··· Extracto de la página ···
Menen, fue uno de los tantos perseguidos de la llamada Revolución Libertadora, aunque su proscripción no tuvo gran tenacidad en la medida que se trataba de un joven descendiente sirio-libanés, de la periferia provincial. Desafiando adversidades, trazó como meta de su vida, alcanzar las máximas distinciones. Primero en su tierra natal llegando a gobernador de La Rioja y luego mimetizado con la personalidad de aquel gran riojano que fue Facundo Quiroga (cuyo asesinato se perpetró un 18 de febrero de 1835), y adoptó su imagen, con sus tupidas patillas. Y lentamente fue llenando el vacío que existía en la dirigencia del decapitado movimiento justicialista, hasta alcanzar la presidencia de la Nación.
Fue la persona que más tiempo ha detentado de un modo continuo y constitucional, la máxima magistratura de aquel país.
Es muy fácil hacer la crítica, sin insertarlo en el contexto dominado por el Consenso de Washington y, enumerar los errores que su administración cometió.
Conviene recordar que su contrincante perdidoso en las reñidas elecciones de 1989, de la Unión Cívica Radical (UCR), Eduardo Angeloz, gobernador de Córdoba, tenía como bandera electoral la privatización indiscriminada de todas las empresas estatales y abrir el país a la más absoluta desregulación, desde el vamos. Tampoco hay que olvidar que Menem asumió la presidencia en forma anticipada, de su antecesor Raúl Alfonsin, por la impopularidad insostenible de un gobierno responsable de la mega inflación que había sumido al país.
Es bueno cuando se juzga una gestión política abrir un debe y un haber.
En el haber de Carlos Saúl Menem no podemos dejar pasar las buenas relaciones que cultivó con nuestro país y el impulso decisivo que le dio al Mercosur.
Además, bregó por la reconciliación nacional promoviendo una amnistía tanto para militares como para guerrilleros, tratando de cicatrizar las heridas que dejaron tantos años de cruento enfrentamiento, con una brutal represión digitada desde el extranjero.
Se animó a repatriar los restos del discutido gobernante Juan Manuel de Rosas, desafiando el anatema de mármol que profetizaba “ni el polvo de tus huesos la América tendrá”. Ordenó levantar en Buenos Aires, en el legendario Palermo, donde residía el “Restaurador de las leyes”, una estatua al vencedor de la Vuelta de Obligado, a cuya inauguración concurrieron numerosos dirigentes del Partido Nacional. En el monumento ecuestre, hizo grabar en bronce, en lugar bien visible, el testamento por el cual el Libertador José de San Martín desde París, le legó el sable corbo que lo acompañó en la campaña de los Andes, como reconocimiento y agradecimiento a Rosas como el gran defensor de la soberanía del Río de la Plata.
··· Filas de datos ···
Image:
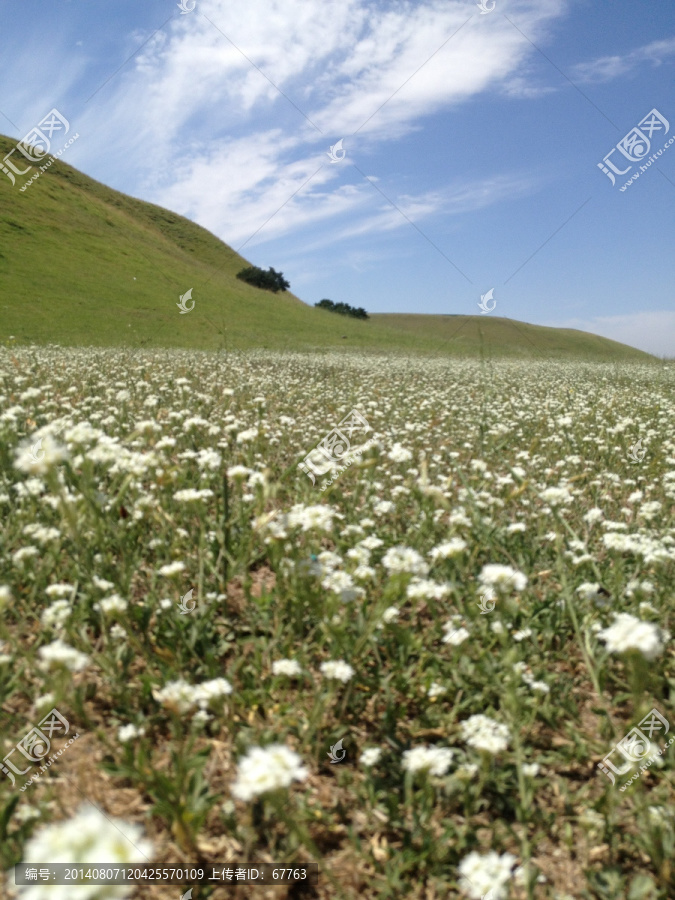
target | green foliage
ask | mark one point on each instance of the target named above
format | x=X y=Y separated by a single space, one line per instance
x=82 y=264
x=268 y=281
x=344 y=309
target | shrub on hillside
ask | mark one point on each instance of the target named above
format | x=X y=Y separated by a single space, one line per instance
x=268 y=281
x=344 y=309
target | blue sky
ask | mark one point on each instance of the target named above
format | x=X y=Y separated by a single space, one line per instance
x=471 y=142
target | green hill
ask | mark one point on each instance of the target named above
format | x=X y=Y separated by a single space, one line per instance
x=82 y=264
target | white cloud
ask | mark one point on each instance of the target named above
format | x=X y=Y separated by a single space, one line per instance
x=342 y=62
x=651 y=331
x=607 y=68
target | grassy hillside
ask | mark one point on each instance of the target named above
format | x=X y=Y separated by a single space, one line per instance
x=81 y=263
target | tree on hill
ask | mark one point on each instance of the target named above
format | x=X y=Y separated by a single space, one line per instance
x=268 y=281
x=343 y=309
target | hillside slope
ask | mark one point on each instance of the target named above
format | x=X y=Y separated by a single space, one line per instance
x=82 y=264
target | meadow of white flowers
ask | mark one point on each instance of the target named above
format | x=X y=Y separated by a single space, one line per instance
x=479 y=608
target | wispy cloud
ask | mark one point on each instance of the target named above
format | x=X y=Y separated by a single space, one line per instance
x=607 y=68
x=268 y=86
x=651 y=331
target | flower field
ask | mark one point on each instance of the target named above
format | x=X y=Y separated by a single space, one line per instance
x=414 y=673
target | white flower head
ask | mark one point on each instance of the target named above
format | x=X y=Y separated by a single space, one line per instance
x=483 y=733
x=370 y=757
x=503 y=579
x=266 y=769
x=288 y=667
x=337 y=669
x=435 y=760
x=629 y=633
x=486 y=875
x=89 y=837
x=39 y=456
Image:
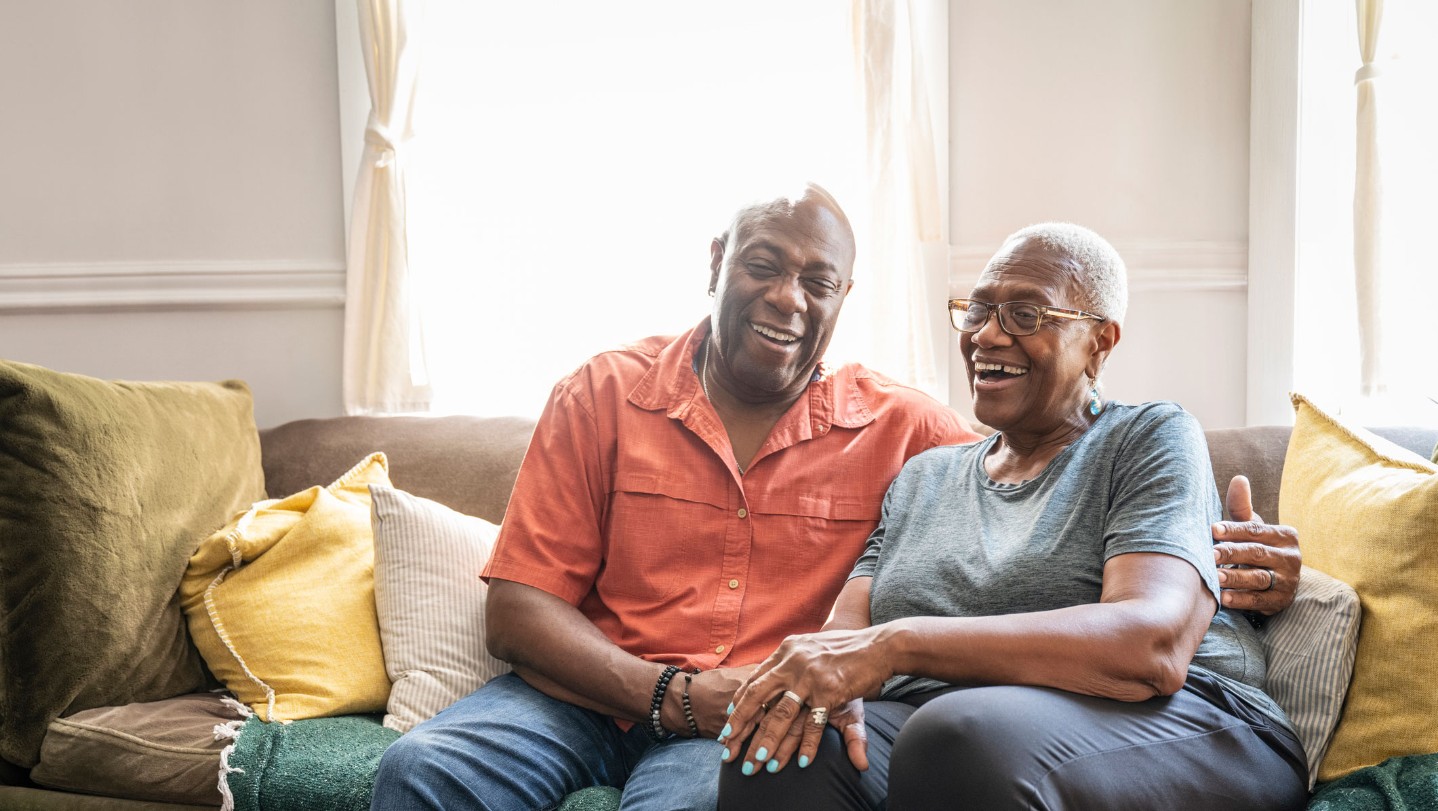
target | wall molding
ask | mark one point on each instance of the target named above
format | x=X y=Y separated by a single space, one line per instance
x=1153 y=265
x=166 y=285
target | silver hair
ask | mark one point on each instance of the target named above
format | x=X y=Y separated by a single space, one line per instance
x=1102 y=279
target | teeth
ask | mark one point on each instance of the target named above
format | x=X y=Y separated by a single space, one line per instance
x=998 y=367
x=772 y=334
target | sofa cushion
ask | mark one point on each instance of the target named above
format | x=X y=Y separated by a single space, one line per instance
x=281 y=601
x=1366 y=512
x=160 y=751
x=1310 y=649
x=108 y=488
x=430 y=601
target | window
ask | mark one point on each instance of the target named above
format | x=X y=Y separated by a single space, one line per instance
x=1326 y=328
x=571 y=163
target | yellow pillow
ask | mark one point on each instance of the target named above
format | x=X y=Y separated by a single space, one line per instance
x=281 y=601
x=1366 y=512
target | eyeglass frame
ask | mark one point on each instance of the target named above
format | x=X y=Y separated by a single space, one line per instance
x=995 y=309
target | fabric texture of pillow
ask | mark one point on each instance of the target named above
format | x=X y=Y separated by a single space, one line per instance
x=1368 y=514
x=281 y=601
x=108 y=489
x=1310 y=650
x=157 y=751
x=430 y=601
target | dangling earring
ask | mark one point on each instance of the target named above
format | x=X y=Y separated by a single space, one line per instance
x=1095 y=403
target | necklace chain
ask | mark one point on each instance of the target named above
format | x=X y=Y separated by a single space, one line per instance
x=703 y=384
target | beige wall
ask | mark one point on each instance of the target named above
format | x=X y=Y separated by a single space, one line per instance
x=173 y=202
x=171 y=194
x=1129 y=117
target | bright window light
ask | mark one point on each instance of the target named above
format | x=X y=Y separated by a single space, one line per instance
···
··· Filas de datos ···
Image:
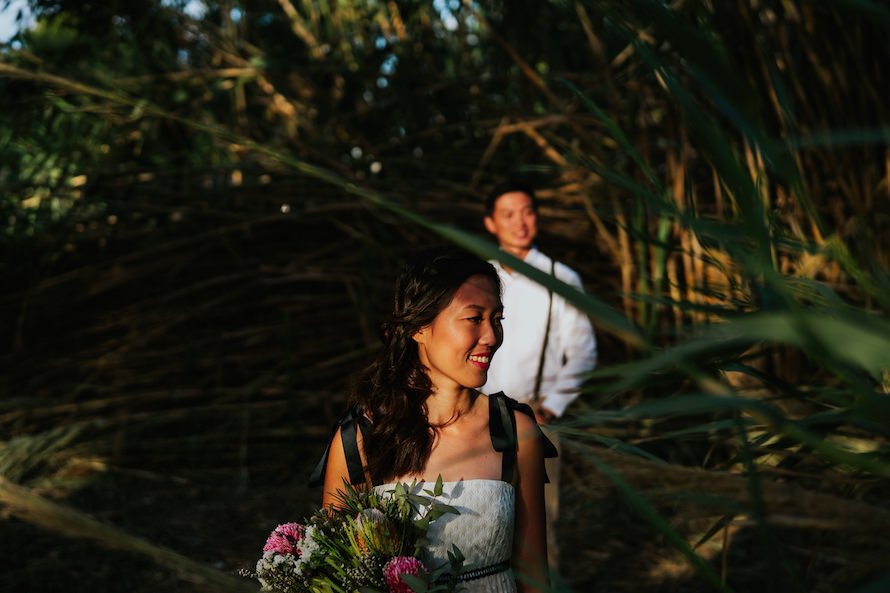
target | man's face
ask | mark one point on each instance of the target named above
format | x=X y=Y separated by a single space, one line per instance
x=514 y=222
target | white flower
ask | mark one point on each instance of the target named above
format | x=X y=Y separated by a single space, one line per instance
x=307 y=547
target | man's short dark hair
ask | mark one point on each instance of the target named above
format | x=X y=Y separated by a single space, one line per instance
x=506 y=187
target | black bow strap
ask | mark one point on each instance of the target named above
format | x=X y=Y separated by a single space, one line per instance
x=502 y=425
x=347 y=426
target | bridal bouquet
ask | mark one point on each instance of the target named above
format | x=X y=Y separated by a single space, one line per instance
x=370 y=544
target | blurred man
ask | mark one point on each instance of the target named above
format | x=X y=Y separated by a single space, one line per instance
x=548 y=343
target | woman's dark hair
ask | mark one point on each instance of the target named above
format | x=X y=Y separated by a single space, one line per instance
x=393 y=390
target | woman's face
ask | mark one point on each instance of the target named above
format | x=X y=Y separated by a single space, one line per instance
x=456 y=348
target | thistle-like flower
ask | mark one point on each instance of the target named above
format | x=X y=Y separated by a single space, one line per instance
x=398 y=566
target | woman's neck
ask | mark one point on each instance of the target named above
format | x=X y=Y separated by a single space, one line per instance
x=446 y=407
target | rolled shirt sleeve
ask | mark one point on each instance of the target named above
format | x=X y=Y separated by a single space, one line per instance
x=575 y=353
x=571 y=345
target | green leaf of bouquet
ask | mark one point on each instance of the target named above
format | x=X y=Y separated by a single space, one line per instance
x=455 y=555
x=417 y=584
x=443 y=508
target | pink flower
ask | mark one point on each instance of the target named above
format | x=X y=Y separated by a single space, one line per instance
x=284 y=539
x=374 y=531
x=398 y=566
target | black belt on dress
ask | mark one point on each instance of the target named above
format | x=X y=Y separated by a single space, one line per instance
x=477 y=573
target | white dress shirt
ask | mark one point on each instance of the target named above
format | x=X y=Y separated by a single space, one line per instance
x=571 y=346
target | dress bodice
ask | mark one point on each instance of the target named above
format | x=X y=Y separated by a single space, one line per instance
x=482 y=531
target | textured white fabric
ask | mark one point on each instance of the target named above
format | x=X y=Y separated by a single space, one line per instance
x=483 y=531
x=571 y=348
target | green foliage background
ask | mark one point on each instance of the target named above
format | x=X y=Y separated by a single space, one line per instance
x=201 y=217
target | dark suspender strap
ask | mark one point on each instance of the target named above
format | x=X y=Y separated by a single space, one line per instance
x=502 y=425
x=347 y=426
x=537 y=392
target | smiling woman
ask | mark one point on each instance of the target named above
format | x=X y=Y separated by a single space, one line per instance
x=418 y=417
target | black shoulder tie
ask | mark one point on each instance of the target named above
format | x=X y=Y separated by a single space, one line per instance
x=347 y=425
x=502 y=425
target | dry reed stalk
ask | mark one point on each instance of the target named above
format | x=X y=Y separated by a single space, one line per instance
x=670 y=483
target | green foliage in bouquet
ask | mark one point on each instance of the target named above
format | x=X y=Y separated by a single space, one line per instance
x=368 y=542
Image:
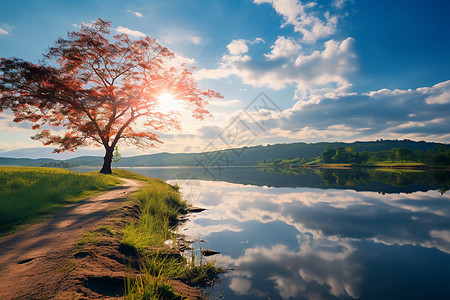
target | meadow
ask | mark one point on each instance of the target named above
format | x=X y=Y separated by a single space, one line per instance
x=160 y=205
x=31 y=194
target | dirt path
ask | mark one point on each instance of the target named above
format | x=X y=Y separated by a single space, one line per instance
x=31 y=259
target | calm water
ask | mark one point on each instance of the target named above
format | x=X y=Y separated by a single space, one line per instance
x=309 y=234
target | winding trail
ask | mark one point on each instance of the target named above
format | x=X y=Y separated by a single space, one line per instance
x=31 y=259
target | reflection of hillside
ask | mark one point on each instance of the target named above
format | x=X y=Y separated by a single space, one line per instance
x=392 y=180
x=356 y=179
···
Tareas:
**A)** Por favor, resume en forma de lista el párrafo del extracto que empieza con «Se animó a repatriar» y conserva sus datos principales.
**B)** Según el extracto, ¿quién fue el contrincante de Menem en las elecciones de 1989?
Las filas no tienen relación con el extracto.

Soluciones:
**A)**
- Menem repatrió los restos de Juan Manuel de Rosas. Así desafió el anatema que profetizaba «ni el polvo de tus huesos la América tendrá».
- Ordenó levantar una estatua de Rosas en Palermo, Buenos Aires, donde residía el «Restaurador de las leyes». A la inauguración concurrieron numerosos dirigentes del Partido Nacional.
- En el monumento ecuestre hizo grabar en bronce el testamento con el que José de San Martín, desde París, legó a Rosas el sable corbo de la campaña de los Andes. Fue un reconocimiento a Rosas como gran defensor de la soberanía del Río de la Plata.

**B)** Eduardo Angeloz, gobernador de Córdoba, de la Unión Cívica Radical (UCR).